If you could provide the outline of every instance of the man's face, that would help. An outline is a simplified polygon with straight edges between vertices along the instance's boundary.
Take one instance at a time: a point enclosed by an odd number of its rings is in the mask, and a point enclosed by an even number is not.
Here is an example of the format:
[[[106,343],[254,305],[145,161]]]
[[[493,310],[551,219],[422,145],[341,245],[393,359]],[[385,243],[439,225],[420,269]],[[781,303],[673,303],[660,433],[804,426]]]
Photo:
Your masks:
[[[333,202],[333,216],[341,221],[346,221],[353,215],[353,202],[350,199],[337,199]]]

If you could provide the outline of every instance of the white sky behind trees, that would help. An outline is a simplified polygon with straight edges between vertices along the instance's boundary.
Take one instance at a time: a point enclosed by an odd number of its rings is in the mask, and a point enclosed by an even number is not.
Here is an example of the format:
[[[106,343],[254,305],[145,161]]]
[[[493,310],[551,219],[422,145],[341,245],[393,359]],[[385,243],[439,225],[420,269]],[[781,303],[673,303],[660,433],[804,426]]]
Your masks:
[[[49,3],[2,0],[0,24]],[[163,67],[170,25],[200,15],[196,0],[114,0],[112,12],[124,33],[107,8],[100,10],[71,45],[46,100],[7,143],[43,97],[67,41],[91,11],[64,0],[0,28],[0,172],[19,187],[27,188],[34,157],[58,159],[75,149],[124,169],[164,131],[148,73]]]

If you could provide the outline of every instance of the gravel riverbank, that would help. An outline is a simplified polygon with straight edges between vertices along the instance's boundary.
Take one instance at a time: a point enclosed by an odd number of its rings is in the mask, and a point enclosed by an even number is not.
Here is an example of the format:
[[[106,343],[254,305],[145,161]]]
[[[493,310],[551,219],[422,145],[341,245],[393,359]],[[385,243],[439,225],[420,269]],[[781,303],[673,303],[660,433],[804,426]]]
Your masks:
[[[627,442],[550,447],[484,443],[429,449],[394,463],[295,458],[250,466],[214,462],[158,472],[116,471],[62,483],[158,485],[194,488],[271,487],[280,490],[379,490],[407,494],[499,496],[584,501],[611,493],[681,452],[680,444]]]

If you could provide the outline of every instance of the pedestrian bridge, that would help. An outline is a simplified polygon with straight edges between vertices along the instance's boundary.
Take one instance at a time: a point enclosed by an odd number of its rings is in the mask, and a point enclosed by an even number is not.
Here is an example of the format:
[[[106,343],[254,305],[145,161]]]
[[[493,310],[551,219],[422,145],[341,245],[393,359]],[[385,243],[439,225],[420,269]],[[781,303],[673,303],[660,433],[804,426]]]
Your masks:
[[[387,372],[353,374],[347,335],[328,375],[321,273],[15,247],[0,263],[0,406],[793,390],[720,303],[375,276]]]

## Stated goal
Only the lines from the one that contains "of the gravel" through the last line should be repeated, each exactly as it stands, with both ends included.

## Full output
If you could provide the outline of every instance of the gravel riverbank, that would help. An outline is a simplified polygon with straight edges between vertices along the instance's boundary.
Take one instance at a time: a point enclosed by an odd number of its rings is in the mask, and a point enclosed by an even number is not.
Here is an example of the format:
[[[106,343],[254,305],[145,161]]]
[[[493,310],[551,219],[422,145],[341,245],[393,359]],[[385,243],[439,225],[420,269]],[[781,303],[673,303],[660,433],[804,426]]]
Your masks:
[[[627,442],[550,447],[484,443],[429,449],[394,463],[295,458],[250,466],[214,462],[158,472],[116,471],[62,483],[158,485],[194,488],[271,487],[280,490],[379,490],[407,494],[499,496],[584,501],[611,493],[681,452],[680,444]]]

If you could provide the outline of every instance of the pedestrian bridge, that would help. An outline is a simplified polygon with straight edges between vertices along the instance's boundary.
Take one instance at a time: a point enclosed by an odd number of its rings is in the mask, and a point enclosed by an even number is not.
Here is an example of the format:
[[[106,343],[254,305],[145,161]]]
[[[493,310],[551,219],[422,145],[341,245],[393,359]],[[385,243],[439,225],[420,269]],[[781,303],[673,303],[660,433],[804,426]]]
Your masks:
[[[387,372],[353,374],[347,335],[328,375],[321,273],[15,247],[0,263],[0,406],[793,390],[720,303],[375,276]]]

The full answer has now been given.